┌─ Supplied passage

Traditional tales

Folklore showrunner and a director talk about Asian superstitions and season two

(Photos © HBO Asia)

Anyone who lives in Asia knows that the countries are a treasure trove of supernatural beliefs that scared the living daylights out of us as kids -- and perhaps even now, as adults. With Folklore, iconic Singaporean director Eric Khoo takes the helm as showrunner as he gathers superstitions and myths from across Asia in an anthology series with each episode directed by different directors like Indonesia's Joko Anwar, the Philippines' Erik Matti and even first-time director Seiko Matsuda, who is known for her singing and acting career in Japan. The second season of the anthology series premieres on Nov 14 on HBO Go. Guru speaks with Khoo and Matsuda, who directed the second episode, about the series.

How did you convince Matsuda to write and direct an episode in season two?

Khoo: Seiko bought me dinner and we started talking about ghost stories; she knows I love ghost stories. Then she asks, 'Do you want to hear this ghost story that happened to me?' I felt she had something very strong and I knew that she was also interested in directing. I really value her take on stuff. I find it very sensitive, creative and smart. I always thought it would be cool if I could produce something for her to direct. I know she's not much of a horror fan, but after she told me this story, it stayed in my mind and I asked if she would write and direct it. If you look at the six episodes, they're all diverse and very different. Seiko's episode is the one with a love story and it's really, really beautiful.

└─
┌─ Extracted material

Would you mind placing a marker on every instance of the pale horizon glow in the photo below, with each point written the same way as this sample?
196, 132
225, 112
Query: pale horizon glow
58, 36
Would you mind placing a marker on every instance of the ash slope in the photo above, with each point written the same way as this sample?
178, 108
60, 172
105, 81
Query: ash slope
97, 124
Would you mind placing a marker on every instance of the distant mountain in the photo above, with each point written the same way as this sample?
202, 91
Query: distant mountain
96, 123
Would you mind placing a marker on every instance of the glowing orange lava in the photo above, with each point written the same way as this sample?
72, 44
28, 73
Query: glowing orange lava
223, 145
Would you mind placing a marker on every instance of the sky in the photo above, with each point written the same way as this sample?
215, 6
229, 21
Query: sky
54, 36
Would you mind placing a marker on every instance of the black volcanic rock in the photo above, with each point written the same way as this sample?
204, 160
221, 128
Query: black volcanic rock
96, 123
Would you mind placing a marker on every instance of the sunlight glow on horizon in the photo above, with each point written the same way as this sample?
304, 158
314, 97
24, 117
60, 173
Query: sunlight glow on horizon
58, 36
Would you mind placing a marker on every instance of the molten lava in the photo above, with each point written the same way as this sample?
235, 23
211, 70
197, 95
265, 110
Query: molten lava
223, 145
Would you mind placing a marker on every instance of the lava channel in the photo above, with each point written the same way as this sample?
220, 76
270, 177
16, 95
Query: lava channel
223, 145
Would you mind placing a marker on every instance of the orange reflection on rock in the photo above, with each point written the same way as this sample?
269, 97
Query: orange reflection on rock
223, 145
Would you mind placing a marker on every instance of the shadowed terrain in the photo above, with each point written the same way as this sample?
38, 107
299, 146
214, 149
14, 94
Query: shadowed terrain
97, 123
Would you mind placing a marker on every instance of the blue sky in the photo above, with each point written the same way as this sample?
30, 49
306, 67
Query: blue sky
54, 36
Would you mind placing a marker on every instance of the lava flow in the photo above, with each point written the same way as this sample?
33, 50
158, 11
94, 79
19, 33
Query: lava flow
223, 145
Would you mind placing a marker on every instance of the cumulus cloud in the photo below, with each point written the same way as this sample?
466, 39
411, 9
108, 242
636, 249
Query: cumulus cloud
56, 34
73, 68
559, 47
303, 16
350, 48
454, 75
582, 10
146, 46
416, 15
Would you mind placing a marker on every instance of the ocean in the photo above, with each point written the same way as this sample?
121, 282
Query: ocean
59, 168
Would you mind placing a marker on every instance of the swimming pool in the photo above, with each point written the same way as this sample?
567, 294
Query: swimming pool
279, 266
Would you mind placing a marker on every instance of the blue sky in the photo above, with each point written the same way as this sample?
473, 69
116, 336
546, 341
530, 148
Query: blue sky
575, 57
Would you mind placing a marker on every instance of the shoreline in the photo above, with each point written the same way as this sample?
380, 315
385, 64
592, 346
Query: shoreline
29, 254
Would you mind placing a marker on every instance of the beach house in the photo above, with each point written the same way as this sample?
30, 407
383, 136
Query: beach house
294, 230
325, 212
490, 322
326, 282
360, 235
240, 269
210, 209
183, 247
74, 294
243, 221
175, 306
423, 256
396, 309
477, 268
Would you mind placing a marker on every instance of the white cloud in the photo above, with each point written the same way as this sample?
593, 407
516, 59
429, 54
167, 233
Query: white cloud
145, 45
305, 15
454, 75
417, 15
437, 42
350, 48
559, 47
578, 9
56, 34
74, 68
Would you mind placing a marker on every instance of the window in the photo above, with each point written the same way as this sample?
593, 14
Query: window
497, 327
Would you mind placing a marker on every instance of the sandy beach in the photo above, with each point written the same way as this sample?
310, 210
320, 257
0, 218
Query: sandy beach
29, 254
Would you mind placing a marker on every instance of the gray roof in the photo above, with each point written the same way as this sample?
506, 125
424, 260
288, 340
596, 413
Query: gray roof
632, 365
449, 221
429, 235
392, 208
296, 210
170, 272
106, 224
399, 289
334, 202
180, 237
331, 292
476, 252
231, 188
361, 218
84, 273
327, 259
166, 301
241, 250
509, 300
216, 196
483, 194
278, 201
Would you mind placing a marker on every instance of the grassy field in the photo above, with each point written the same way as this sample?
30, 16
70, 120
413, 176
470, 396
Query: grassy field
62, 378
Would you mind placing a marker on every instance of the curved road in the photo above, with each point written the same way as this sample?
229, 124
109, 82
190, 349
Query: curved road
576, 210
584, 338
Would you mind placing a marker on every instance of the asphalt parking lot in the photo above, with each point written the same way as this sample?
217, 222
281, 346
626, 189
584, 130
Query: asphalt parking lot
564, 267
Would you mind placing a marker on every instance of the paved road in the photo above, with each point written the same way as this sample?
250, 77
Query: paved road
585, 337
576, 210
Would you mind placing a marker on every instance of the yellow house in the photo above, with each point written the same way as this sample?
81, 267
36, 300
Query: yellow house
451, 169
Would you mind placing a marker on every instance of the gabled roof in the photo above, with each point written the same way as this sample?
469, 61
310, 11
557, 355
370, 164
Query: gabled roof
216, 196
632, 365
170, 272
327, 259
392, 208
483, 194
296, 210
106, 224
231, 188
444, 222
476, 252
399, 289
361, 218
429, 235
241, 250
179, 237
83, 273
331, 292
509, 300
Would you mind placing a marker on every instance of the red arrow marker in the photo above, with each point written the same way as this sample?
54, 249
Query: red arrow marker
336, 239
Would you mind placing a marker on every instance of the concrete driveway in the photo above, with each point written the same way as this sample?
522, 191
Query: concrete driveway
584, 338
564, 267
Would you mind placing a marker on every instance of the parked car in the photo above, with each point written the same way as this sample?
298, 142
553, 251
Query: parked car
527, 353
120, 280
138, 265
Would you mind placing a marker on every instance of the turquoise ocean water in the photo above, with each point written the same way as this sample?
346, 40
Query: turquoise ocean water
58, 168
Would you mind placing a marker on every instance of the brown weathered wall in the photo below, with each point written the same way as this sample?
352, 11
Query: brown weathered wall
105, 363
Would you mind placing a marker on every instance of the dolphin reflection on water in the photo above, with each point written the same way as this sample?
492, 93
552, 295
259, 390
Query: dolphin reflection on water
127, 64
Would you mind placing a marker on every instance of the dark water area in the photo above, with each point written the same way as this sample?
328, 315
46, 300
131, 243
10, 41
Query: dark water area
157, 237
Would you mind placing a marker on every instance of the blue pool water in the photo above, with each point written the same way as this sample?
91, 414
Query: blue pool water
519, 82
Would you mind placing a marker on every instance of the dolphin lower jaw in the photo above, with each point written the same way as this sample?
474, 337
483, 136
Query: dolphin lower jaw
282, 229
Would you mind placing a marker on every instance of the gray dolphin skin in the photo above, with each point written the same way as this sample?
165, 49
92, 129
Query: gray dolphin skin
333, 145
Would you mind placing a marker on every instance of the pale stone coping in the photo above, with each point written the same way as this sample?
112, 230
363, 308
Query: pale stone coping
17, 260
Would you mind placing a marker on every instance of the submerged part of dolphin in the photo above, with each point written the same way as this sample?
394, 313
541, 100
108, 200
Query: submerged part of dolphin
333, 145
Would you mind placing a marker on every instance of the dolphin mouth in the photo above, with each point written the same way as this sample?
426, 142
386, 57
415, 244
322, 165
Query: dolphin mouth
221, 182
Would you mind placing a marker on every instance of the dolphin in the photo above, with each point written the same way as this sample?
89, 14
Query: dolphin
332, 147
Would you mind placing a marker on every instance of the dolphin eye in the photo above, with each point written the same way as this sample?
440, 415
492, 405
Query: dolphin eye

└─

_Directives_
(a) From the Folklore interview, extract the passage from "(Photos © HBO" to "in season two?".
(b) Summarize the Folklore interview in two sentences.
(c) According to the Folklore interview, when does the second season premiere?

_Per-task answers_
(a)
(Photos © HBO Asia)

Anyone who lives in Asia knows that the countries are a treasure trove of supernatural beliefs that scared the living daylights out of us as kids -- and perhaps even now, as adults. With Folklore, iconic Singaporean director Eric Khoo takes the helm as showrunner as he gathers superstitions and myths from across Asia in an anthology series with each episode directed by different directors like Indonesia's Joko Anwar, the Philippines' Erik Matti and even first-time director Seiko Matsuda, who is known for her singing and acting career in Japan. The second season of the anthology series premieres on Nov 14 on HBO Go. Guru speaks with Khoo and Matsuda, who directed the second episode, about the series.

How did you convince Matsuda to write and direct an episode in season two?

(b) Eric Khoo is showrunner of Folklore, an anthology series gathering superstitions and myths from across Asia, with each episode directed by a different director, and its second season premieres on Nov 14 on HBO Go. Khoo asked Seiko Matsuda to write and direct an episode after she told him over dinner a ghost story that happened to her, and her episode is the one with a love story.

(c) On Nov 14, on HBO Go.